# start of SOURCE EXCERPT
Strong passwords serve as a security wall between your valuable data and people who wish to do your organization harm. Those who work for companies where policy dictates that they be changed regularly — three to six month intervals between changes are customary — understand the onerous requirements that can come with frequent password changes and the complications they can cause. Additionally, rules that involve complex passwords rife with numbers, random capitalization and special characters can lead to passwords that are anything but memorable.

Due to security culture, these practices have long been considered necessary to the health and security of a business. However, a new report from NIST says that these measures may not be necessary when the right mitigating factors are in place. They no longer recommend periodic forced password changes. Additionally, they also do not recommend mandatory complexities when asking users to choose a password to replace the old one.

Who Is NIST and Why Do They Set the Standard?

If you are in IT, you already know the answer to this question and can skip to the next section. If you aren’t, some familiarity with this organization and their role can give you more of an idea why they publish guidelines and why their guidelines are the industry standard.
# end of SOURCE EXCERPT
AIM 1
According to the piece on password policy, what interval between required password changes is customary?
AIM 2
Continue the article on password policy, picking up after its final sentence.
# start of DATA SHOWN
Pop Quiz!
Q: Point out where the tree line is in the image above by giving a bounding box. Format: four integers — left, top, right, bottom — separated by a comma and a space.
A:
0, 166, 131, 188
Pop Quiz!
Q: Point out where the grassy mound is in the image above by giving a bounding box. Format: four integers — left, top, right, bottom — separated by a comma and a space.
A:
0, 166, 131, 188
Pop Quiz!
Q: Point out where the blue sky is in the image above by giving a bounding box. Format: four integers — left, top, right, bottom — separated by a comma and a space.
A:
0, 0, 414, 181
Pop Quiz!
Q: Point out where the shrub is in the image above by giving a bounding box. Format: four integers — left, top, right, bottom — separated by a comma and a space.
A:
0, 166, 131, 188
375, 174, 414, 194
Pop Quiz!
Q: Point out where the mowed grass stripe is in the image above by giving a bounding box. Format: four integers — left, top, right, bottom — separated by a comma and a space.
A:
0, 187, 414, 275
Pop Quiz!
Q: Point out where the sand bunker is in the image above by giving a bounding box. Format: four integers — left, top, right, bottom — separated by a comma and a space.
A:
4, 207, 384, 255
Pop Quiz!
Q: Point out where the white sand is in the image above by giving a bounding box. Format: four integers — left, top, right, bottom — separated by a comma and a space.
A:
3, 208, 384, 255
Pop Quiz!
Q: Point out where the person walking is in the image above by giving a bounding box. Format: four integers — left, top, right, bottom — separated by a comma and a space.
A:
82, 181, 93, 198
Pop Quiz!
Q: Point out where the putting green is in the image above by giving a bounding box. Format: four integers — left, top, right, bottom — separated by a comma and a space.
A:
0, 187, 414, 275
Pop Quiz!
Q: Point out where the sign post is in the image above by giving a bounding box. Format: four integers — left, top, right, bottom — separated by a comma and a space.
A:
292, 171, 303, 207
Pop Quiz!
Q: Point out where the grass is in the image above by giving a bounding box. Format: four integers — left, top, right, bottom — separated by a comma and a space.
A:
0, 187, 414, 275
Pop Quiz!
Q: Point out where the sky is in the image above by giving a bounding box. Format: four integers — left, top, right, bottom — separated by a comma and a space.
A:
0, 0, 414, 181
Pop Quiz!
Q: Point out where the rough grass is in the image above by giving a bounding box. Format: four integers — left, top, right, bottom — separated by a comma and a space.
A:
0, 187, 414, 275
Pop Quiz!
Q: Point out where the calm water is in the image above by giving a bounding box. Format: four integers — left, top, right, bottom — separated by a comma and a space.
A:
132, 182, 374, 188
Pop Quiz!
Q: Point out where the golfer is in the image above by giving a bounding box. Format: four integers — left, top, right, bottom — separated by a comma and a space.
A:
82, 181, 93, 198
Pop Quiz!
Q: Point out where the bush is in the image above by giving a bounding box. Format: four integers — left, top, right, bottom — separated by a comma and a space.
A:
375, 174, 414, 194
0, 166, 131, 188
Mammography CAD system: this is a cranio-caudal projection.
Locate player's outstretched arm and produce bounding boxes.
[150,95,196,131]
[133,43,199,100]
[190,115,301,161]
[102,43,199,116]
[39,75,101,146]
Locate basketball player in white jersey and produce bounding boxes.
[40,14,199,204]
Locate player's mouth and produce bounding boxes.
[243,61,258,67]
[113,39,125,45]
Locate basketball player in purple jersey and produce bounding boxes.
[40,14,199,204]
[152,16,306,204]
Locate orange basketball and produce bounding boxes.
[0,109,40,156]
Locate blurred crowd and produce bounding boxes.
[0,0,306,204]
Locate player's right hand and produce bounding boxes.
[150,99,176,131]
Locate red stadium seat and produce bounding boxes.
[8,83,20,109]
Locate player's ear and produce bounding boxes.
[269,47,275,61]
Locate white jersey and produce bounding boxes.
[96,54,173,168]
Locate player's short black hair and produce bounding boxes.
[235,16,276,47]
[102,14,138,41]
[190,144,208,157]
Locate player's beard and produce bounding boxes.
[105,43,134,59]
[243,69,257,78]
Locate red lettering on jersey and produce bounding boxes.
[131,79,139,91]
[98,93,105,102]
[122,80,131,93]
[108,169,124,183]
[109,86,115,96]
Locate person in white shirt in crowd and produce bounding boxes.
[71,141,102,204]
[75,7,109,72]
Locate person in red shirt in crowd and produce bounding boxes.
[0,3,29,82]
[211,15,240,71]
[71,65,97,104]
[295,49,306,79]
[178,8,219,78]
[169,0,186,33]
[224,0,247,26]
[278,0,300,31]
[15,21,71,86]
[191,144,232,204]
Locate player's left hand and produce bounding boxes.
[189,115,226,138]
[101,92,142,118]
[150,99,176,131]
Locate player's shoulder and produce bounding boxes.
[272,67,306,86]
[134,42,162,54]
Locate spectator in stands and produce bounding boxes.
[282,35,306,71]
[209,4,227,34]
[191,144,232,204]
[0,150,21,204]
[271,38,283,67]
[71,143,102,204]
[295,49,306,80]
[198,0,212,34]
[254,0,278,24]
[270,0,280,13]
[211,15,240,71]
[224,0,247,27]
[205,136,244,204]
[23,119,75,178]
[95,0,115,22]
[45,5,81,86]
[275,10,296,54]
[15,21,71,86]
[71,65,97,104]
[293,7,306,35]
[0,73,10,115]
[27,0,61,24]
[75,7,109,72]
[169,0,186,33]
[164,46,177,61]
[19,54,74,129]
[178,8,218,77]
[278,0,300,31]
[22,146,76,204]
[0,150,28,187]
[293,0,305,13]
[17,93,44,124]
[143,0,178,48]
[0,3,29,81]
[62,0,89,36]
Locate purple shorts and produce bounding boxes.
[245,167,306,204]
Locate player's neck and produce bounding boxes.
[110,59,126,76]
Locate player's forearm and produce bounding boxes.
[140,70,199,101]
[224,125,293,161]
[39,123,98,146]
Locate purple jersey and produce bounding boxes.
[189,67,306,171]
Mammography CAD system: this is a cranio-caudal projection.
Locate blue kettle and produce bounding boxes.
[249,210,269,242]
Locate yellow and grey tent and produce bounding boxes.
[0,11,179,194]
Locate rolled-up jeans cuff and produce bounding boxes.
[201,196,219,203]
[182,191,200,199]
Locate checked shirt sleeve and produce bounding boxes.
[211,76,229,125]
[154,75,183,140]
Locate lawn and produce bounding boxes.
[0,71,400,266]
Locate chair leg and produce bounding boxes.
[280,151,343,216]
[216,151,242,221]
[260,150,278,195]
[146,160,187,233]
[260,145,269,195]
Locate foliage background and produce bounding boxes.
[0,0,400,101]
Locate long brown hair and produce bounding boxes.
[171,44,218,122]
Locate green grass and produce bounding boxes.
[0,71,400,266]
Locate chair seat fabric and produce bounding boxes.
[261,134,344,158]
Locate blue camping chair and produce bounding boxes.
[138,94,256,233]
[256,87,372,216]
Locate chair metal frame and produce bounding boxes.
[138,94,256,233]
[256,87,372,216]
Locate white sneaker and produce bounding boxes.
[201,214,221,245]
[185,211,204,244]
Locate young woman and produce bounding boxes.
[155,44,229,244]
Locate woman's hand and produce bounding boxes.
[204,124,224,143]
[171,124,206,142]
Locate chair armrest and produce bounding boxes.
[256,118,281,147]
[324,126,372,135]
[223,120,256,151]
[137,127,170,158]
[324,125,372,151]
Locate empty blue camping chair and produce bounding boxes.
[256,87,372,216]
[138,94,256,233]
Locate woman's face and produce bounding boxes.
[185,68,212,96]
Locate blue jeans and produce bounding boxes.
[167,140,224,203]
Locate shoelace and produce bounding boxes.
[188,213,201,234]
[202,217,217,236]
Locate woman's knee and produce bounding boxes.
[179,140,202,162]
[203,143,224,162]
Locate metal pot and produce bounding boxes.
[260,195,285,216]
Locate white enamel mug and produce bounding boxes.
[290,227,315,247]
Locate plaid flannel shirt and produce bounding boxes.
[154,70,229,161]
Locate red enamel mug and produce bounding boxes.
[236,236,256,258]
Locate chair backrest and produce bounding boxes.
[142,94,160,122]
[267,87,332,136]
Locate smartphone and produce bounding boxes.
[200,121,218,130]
# end of DATA SHOWN
# start of DATA SHOWN
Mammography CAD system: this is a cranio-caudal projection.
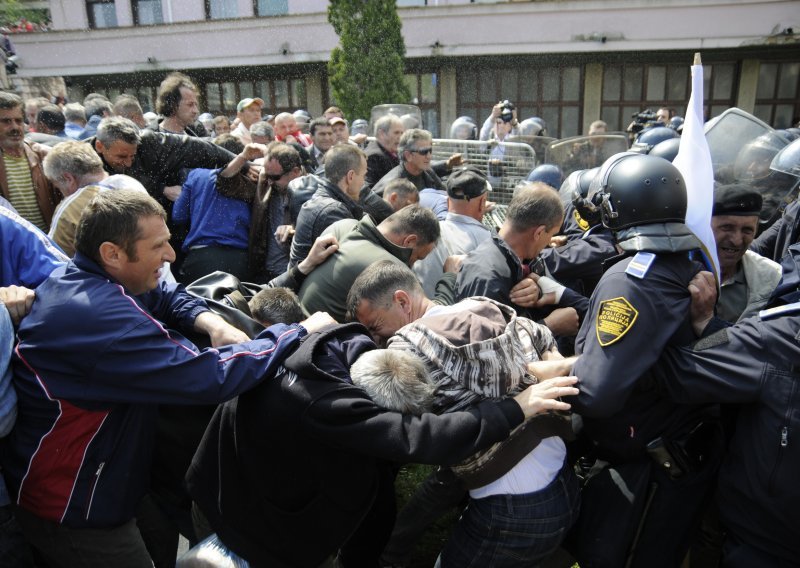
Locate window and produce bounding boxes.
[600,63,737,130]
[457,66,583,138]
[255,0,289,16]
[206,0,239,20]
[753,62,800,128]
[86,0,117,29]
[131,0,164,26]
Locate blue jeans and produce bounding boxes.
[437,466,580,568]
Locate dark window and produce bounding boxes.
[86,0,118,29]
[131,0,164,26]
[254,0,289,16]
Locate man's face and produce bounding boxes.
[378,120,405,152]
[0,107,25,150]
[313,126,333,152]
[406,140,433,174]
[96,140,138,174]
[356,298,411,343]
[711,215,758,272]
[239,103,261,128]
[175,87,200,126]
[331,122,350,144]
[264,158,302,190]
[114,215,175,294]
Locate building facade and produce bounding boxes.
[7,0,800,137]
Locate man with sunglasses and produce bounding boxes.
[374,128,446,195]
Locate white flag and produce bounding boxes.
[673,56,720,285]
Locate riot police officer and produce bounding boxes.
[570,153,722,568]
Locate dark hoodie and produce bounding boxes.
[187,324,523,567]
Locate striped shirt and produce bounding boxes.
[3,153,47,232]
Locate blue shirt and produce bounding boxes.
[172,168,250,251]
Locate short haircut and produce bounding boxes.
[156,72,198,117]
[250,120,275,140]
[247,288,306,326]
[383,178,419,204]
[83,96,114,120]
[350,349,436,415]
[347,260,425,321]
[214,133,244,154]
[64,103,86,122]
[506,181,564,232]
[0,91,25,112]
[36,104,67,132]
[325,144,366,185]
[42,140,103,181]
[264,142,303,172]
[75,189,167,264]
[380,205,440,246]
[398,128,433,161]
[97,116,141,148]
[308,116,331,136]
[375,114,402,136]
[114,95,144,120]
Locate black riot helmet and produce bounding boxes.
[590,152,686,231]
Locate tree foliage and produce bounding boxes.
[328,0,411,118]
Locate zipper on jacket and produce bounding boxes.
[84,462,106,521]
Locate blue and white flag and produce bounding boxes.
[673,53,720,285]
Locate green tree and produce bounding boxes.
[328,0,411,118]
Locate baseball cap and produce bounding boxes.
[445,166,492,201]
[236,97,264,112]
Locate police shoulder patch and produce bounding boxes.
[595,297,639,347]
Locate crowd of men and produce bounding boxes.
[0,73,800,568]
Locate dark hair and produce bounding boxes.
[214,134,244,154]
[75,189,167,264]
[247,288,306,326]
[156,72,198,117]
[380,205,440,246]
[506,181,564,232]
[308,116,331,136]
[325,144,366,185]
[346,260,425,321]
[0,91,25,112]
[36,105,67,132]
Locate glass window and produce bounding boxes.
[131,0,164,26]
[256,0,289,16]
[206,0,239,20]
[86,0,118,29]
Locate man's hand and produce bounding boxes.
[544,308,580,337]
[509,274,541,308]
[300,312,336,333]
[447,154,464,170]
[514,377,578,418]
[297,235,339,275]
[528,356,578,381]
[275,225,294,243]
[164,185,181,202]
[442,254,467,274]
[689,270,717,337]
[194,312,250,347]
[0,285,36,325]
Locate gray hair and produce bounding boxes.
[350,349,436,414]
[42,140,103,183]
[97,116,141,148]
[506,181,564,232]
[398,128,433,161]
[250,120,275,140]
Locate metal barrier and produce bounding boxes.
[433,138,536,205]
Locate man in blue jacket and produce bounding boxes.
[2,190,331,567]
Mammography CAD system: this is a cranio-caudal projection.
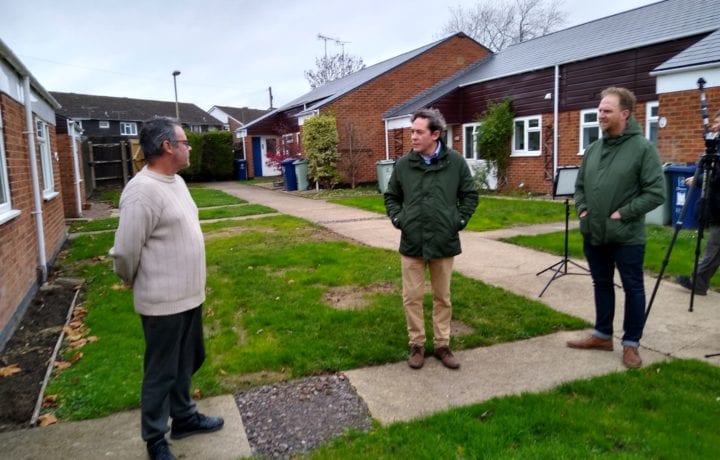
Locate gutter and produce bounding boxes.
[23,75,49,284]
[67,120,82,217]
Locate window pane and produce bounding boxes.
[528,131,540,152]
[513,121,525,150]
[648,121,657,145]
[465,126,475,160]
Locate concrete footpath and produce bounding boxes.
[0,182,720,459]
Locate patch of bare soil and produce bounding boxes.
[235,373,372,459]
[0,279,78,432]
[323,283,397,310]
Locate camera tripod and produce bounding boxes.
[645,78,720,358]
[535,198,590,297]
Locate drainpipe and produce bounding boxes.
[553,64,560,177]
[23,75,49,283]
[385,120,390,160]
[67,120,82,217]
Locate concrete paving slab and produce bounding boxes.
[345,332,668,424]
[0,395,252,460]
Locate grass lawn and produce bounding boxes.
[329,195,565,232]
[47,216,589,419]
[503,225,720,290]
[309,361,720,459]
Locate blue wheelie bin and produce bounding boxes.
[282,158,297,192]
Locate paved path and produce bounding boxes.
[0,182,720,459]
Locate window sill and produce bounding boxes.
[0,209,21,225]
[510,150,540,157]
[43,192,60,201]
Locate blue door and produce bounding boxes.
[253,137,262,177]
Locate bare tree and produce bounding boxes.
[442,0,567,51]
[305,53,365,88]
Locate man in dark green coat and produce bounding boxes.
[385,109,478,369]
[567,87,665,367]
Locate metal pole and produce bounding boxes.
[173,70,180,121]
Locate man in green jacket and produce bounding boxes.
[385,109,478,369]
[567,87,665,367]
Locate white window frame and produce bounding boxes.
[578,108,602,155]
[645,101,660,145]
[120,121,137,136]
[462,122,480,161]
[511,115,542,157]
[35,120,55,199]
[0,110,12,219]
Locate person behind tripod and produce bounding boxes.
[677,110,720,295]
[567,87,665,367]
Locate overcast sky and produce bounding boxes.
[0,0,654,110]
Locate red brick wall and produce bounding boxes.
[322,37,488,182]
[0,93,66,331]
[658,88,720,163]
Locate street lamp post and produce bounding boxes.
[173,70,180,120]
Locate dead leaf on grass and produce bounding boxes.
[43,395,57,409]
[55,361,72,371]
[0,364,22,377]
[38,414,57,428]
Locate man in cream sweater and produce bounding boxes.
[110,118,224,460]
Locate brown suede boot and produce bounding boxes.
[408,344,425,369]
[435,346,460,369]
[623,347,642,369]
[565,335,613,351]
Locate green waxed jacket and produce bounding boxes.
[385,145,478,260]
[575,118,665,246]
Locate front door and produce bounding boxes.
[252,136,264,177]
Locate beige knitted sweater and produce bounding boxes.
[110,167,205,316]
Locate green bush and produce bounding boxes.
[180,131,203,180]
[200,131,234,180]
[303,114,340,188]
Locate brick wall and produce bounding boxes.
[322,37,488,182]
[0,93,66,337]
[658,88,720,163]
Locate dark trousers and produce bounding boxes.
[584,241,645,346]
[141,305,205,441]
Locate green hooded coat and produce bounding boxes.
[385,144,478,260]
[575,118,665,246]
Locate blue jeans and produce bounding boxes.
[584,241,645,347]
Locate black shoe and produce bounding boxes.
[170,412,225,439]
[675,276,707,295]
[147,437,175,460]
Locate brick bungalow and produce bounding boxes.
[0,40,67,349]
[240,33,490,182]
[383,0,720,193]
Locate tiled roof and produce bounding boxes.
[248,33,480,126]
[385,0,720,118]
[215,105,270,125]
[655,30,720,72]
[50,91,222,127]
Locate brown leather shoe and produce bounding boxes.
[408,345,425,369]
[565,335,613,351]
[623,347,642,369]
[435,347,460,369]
# end of DATA SHOWN
# start of DATA SHOWN
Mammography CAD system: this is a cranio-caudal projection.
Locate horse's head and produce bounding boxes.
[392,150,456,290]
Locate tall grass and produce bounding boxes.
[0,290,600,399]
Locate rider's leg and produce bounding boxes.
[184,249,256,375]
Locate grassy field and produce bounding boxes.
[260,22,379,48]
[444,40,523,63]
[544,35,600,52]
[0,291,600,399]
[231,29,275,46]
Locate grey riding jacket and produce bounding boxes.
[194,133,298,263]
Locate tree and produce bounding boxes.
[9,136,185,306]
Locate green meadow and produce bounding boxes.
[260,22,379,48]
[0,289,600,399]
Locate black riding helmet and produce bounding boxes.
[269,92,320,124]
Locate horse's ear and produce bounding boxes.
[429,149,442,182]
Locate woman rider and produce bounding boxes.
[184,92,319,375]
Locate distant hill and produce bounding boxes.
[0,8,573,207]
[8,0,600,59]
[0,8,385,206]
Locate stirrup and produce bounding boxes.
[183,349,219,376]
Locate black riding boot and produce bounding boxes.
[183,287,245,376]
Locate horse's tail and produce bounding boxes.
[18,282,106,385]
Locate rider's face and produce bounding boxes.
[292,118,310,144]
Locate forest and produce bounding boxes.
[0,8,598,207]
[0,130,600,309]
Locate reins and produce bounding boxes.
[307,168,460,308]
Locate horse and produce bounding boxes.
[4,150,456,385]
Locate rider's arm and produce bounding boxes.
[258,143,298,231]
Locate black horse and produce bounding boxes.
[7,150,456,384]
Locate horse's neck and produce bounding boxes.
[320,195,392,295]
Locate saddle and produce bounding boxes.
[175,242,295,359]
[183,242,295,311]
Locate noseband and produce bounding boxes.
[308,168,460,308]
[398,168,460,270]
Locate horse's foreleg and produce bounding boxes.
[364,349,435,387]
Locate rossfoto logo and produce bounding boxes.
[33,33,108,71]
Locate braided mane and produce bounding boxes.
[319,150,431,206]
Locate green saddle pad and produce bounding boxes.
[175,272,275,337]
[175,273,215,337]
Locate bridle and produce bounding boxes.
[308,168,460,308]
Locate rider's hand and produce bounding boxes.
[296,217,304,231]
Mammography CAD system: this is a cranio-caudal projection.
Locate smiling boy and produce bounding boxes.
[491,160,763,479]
# end of DATA SHOWN
EXERCISE OUTPUT 1
Three to six months.

EXERCISE OUTPUT 2
The National Institute of Standards and Technology (NIST) was founded over 100 years ago to give a competitive edge to American industry. At the time of its creation, an insufficient measurement infrastructure was threatening the quality of U.S. inventions and allowing us to fall behind economic rivals such as Germany and the UK. NIST was established by Congress and is now part of the U.S. Department of Commerce.

Technology is the backbone of products that range from basics like computer chips to novel creations like self-driving cars. These technologies must be 100% reliable to ensure safety and performance.

NIST measurements and recommendations provide a framework to ensure quality and consistency. They are tested and periodically revised as new information becomes available so that we are always working with the best possible best practices.

Why IT Departments Require Regular Password Changes

Regular password changes have been standard practice for a lot of reasons that are linked to good, strong security.

While employees are always instructed never to share their passwords with other people, we need to balance that edict with the fact that employees are human. A manager may surreptitiously share a password to give a team member quick access to a file while the manager is out of the office. An administrative assistant may have a hard time managing the many passwords she is obligated to remember and may keep a physical or virtual list of them in a place that isn’t secure enough. In industries with high turnover, passwords besides an employee’s own may periodically leave with them when they go.

Sometimes workers are unaware of risks to their organization and share information without realizing they’ve created a vulnerability. According to a report from NUIX, fully 84% of cyber attacks employ social engineering as part of their attack strategy. Getting access to a password is often part of that.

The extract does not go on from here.